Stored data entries
-- Opening Marker --
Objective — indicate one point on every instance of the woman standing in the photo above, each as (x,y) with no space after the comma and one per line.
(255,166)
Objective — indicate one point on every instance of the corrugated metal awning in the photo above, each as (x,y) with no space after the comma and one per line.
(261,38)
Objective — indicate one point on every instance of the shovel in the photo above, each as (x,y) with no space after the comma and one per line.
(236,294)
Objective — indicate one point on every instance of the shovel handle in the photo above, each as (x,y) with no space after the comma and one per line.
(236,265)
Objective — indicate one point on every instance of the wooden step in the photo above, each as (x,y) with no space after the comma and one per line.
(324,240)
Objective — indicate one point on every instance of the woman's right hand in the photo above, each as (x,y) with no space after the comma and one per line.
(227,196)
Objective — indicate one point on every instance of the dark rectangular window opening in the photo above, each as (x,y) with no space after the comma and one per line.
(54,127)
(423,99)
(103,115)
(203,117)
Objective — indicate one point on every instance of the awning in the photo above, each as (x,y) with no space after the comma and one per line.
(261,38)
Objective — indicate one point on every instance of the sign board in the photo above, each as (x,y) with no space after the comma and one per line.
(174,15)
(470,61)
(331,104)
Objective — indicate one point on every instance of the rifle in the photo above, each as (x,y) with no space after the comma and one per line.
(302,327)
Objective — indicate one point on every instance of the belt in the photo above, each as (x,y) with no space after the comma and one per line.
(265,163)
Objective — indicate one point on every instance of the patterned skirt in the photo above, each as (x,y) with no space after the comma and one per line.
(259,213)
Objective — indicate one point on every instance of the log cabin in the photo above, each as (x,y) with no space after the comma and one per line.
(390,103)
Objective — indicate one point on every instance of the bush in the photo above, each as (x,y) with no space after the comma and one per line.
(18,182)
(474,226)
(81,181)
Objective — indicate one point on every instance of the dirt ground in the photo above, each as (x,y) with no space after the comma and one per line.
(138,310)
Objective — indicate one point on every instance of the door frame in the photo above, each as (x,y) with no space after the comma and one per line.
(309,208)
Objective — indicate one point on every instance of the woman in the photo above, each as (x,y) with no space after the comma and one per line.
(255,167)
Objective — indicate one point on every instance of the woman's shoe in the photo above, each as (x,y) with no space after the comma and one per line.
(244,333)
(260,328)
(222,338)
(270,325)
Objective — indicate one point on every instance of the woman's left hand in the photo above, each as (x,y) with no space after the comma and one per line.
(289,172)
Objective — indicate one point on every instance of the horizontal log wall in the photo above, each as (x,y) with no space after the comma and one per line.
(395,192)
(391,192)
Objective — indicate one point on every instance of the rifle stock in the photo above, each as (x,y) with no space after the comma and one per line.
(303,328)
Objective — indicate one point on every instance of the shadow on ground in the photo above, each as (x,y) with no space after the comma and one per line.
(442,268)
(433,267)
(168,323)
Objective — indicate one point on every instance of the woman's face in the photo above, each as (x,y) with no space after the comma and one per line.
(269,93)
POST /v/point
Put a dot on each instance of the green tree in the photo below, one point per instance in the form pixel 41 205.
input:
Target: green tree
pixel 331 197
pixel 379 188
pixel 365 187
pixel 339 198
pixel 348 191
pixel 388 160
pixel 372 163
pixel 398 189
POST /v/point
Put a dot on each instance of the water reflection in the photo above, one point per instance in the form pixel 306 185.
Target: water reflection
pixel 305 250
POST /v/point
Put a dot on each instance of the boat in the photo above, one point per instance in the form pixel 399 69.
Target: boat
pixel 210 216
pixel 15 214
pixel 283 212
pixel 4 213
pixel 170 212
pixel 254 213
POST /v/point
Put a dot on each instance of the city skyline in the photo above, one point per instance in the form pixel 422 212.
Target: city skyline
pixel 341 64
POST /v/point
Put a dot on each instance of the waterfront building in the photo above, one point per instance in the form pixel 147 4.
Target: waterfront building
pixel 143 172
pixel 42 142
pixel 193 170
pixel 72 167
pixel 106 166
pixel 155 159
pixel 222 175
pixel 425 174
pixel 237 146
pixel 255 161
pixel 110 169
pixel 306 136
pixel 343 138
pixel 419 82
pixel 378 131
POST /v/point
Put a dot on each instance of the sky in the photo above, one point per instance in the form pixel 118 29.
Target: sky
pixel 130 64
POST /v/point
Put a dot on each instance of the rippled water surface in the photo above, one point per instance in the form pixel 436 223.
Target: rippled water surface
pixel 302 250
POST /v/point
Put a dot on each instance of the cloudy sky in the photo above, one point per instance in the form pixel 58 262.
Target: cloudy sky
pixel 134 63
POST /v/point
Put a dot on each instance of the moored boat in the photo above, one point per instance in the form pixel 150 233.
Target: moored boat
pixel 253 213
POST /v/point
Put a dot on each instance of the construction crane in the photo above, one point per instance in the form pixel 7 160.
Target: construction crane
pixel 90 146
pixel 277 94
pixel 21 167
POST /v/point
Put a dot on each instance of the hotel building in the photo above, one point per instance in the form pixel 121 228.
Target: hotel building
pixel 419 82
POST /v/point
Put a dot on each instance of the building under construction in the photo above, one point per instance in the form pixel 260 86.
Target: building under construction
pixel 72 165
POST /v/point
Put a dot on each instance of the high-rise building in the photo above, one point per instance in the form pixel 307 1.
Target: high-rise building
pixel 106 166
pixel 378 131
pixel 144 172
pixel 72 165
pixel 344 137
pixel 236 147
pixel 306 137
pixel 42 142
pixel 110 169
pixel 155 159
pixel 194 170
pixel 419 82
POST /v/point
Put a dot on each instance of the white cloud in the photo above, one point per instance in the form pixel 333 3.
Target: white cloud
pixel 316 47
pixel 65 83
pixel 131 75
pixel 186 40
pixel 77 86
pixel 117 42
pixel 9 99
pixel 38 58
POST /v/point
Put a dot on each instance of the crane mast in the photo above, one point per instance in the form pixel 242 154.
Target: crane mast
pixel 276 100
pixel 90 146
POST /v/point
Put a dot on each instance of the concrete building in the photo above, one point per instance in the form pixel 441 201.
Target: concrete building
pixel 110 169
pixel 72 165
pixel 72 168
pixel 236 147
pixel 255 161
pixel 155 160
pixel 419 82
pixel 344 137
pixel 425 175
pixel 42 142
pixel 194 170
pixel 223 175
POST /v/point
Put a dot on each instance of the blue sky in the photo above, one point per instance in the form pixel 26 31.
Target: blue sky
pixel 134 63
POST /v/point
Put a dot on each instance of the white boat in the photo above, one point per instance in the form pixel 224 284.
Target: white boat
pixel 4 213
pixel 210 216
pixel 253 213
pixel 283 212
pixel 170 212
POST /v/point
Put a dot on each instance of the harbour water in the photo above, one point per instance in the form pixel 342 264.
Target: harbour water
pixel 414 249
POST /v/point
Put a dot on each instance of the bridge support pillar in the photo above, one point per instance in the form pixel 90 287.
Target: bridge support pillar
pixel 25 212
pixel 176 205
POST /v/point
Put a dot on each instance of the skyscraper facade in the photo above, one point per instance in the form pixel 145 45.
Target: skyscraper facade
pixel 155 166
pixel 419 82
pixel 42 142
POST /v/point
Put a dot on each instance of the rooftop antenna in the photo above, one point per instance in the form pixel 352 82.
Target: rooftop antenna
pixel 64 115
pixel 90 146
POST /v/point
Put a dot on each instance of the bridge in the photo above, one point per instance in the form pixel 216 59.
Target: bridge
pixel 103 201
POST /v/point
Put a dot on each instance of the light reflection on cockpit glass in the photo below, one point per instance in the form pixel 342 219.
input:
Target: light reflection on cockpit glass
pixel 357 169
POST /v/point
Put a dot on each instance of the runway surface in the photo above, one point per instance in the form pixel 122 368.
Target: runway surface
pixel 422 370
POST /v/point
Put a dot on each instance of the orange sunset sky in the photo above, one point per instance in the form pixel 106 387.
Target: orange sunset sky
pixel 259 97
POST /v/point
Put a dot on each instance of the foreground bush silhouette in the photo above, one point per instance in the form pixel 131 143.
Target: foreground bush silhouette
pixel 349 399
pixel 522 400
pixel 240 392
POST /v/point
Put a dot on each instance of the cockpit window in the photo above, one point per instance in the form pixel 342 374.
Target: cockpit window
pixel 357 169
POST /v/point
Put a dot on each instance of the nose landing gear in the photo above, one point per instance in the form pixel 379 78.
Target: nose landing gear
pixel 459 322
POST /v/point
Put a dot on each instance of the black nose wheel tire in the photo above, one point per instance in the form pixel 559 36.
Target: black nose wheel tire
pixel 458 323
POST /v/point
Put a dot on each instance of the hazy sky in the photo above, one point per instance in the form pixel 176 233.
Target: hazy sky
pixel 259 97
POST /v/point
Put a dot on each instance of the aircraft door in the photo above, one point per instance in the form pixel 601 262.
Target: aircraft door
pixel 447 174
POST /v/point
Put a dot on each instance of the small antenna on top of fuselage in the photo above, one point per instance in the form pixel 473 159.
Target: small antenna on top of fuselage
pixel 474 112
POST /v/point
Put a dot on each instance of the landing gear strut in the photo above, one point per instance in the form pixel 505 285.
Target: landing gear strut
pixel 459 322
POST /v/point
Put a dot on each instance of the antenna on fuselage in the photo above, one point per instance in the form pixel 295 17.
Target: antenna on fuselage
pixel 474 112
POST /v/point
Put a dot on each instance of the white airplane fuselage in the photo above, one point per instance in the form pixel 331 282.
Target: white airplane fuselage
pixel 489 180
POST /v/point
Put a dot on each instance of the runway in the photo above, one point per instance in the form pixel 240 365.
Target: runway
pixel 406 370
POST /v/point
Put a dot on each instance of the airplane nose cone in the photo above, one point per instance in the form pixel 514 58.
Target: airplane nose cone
-- Closing Marker --
# Work task
Look above for the line holding "Target: construction crane" and the line holding "Put a dot on each instance of the high-rise", then output exactly those two lines and every line between them, nothing more.

# Problem solution
Target: construction crane
pixel 90 146
pixel 277 94
pixel 21 167
POST /v/point
Put a dot on each instance of the hotel building in the photo above, one point per instance in the form pixel 121 228.
Target: hotel building
pixel 419 82
POST /v/point
Put a dot on each instance of the building under construction in the photo above, one point per instance in the form pixel 260 86.
Target: building under construction
pixel 72 165
POST /v/point
Put a dot on each instance of the high-rise building in the photo above, one point per instance in the form pixel 307 1.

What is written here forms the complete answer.